Image annotation data:
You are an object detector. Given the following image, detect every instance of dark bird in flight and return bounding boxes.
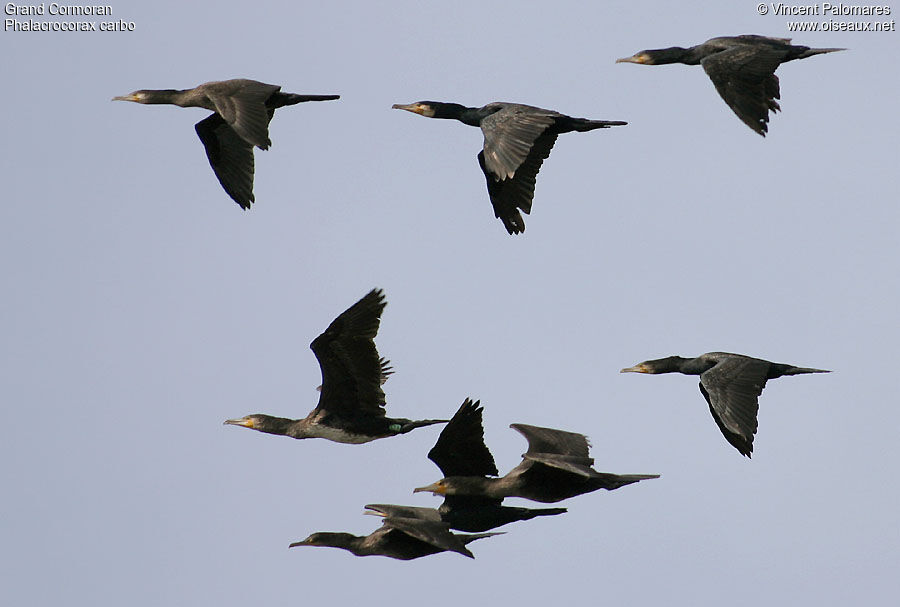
[393,101,628,234]
[413,401,659,504]
[225,289,447,444]
[290,517,501,561]
[366,398,566,531]
[113,78,340,210]
[616,34,847,137]
[621,352,830,457]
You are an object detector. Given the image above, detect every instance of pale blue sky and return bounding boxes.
[0,1,900,607]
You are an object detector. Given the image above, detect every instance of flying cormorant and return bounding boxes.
[393,101,628,234]
[113,78,340,210]
[413,403,659,503]
[616,34,846,137]
[225,289,447,444]
[621,352,830,457]
[290,517,501,561]
[366,398,566,531]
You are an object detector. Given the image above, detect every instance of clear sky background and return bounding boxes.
[0,0,900,607]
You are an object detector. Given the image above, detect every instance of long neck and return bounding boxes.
[316,532,370,556]
[143,89,201,107]
[444,476,506,498]
[432,103,482,126]
[650,46,703,65]
[253,415,305,438]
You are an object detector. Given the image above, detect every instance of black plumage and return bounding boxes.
[393,101,628,234]
[366,398,566,531]
[225,289,447,444]
[621,352,830,457]
[414,401,659,505]
[113,78,340,210]
[290,517,499,561]
[616,34,846,137]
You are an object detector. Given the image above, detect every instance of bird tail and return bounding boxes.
[784,367,831,375]
[522,508,569,521]
[453,531,506,544]
[266,91,341,110]
[282,93,341,105]
[570,118,628,133]
[594,472,659,491]
[392,419,450,434]
[797,48,847,59]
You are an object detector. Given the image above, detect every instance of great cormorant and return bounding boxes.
[225,289,447,444]
[366,398,566,531]
[393,101,628,234]
[621,352,830,457]
[413,403,659,503]
[290,517,500,561]
[113,78,340,210]
[616,34,846,137]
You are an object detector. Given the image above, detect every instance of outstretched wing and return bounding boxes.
[365,504,441,523]
[509,424,590,459]
[700,357,769,457]
[194,114,254,210]
[205,79,281,150]
[478,105,560,234]
[428,398,498,477]
[384,517,475,558]
[309,289,389,419]
[700,45,785,137]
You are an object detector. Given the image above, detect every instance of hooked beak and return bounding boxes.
[223,417,253,428]
[413,481,447,495]
[616,53,650,64]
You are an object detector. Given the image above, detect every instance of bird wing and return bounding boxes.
[365,504,441,522]
[206,80,281,150]
[700,357,769,457]
[509,424,590,459]
[428,398,498,477]
[522,453,594,478]
[309,289,389,419]
[481,104,560,180]
[440,495,503,512]
[700,45,785,136]
[384,517,475,558]
[194,114,254,209]
[478,106,558,234]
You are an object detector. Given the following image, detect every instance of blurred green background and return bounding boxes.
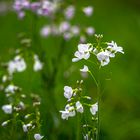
[0,0,140,140]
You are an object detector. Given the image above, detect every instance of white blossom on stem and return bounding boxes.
[76,101,84,113]
[34,134,44,140]
[64,86,73,99]
[2,105,13,114]
[106,41,124,57]
[97,51,110,66]
[72,44,93,62]
[90,103,98,115]
[80,65,89,72]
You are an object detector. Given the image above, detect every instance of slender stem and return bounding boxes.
[76,114,80,140]
[97,68,101,140]
[88,71,99,88]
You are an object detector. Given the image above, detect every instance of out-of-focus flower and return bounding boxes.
[86,27,95,36]
[97,51,110,66]
[60,104,76,120]
[34,134,44,140]
[33,55,43,71]
[106,41,124,57]
[8,55,26,74]
[70,25,80,36]
[2,105,12,114]
[64,5,75,19]
[90,103,98,115]
[72,44,93,62]
[5,85,19,93]
[59,21,70,33]
[40,25,51,37]
[83,6,93,16]
[22,123,32,132]
[64,86,73,99]
[80,65,89,72]
[76,101,84,113]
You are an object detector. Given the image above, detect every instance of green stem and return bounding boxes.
[76,114,80,140]
[88,71,99,88]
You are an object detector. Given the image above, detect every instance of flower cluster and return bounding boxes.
[72,36,124,66]
[40,5,95,42]
[1,43,43,140]
[13,0,59,18]
[60,81,98,120]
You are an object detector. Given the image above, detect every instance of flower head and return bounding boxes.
[97,51,110,66]
[72,44,93,62]
[34,134,44,140]
[33,55,43,71]
[83,6,93,16]
[76,101,84,113]
[107,41,124,57]
[80,65,89,72]
[90,103,98,115]
[2,105,13,114]
[64,86,73,99]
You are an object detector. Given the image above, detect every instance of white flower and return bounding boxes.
[86,27,95,35]
[97,52,110,66]
[8,55,26,74]
[5,85,18,93]
[2,105,12,114]
[106,41,124,57]
[40,26,51,37]
[1,120,10,126]
[33,55,43,71]
[34,134,44,140]
[65,104,76,117]
[70,25,80,36]
[76,101,84,113]
[83,6,93,16]
[90,103,98,115]
[72,44,93,62]
[60,104,76,120]
[60,110,69,120]
[22,123,32,132]
[64,86,73,99]
[59,21,70,33]
[80,65,89,72]
[64,5,75,19]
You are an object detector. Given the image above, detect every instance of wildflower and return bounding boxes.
[22,123,32,132]
[83,6,93,16]
[5,85,18,93]
[60,104,76,120]
[34,134,44,140]
[76,101,84,113]
[37,0,57,16]
[60,110,69,120]
[80,35,86,43]
[90,103,98,115]
[64,5,75,19]
[2,105,12,114]
[1,120,10,126]
[59,21,70,33]
[33,55,43,71]
[8,55,26,74]
[30,2,41,11]
[97,51,110,66]
[106,41,124,57]
[72,44,93,62]
[86,27,95,36]
[40,26,51,37]
[70,25,80,36]
[64,86,73,99]
[80,65,89,72]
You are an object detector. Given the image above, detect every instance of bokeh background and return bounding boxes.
[0,0,140,140]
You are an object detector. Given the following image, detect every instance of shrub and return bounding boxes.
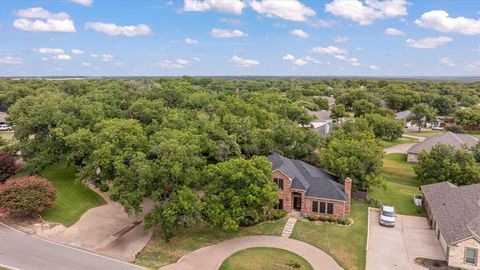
[0,176,55,216]
[445,124,465,134]
[272,209,287,220]
[0,152,18,183]
[367,198,382,208]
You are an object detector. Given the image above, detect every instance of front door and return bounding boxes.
[293,196,302,211]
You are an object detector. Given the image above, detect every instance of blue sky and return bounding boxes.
[0,0,480,76]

YOUR INSTRUCTIONS:
Copy the items from the line with "door and return bounding boxes." through the end of the items, substituting "cloudy sky" for "blue sky" and keeping everything else unchanged.

OUTPUT FOR THIS EXERCISE:
You are an object detector. Given the image above, detect every instance of front door and return bounding boxes.
[293,196,302,211]
You are an object detector. Given the image above, detect every instance of cloudy sky and return bounding boxes.
[0,0,480,76]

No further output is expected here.